INSTRUCTIONS FOR THE TASK:
Could you output, word for word, the part of the records that opens with the line containing "Seedling-scouting request: tag the dirt" and runs through the end of the records?

RECORDS FOR THIS TASK:
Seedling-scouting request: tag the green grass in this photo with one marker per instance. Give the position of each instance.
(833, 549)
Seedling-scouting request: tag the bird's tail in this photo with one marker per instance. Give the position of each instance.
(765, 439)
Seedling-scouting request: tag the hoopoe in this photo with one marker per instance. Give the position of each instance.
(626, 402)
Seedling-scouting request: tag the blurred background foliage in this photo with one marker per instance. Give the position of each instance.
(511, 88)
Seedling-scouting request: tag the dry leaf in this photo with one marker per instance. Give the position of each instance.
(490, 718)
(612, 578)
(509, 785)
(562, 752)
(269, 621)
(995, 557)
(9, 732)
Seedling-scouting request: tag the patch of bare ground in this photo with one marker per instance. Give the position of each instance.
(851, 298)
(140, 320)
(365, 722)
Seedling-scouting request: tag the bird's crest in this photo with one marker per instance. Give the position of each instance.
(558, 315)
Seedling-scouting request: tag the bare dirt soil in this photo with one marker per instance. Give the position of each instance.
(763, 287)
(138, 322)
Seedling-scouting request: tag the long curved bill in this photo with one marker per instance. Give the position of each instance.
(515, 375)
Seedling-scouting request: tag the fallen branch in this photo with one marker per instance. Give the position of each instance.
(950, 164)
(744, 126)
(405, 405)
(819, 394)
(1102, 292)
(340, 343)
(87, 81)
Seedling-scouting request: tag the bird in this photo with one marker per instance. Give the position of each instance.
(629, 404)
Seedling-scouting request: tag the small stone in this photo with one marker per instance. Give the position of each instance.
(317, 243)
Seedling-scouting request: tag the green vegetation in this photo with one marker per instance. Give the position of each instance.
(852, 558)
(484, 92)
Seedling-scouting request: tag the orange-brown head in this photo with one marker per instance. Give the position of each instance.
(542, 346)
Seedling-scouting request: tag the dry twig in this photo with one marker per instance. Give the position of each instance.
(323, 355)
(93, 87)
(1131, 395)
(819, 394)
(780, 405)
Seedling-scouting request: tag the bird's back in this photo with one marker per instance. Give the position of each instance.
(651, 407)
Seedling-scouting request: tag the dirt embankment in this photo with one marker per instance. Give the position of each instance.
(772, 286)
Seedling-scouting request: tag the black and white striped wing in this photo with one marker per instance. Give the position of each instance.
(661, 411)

SOLUTION FOR THIS TASK:
Seedling-scouting request: tag the dirt embankment in this photo with one marker per instance. Give the position of each instance.
(772, 286)
Seedling-scouting request: tag the black and white striped wing in this photo with one marker per instance. Give the position of each instance.
(661, 411)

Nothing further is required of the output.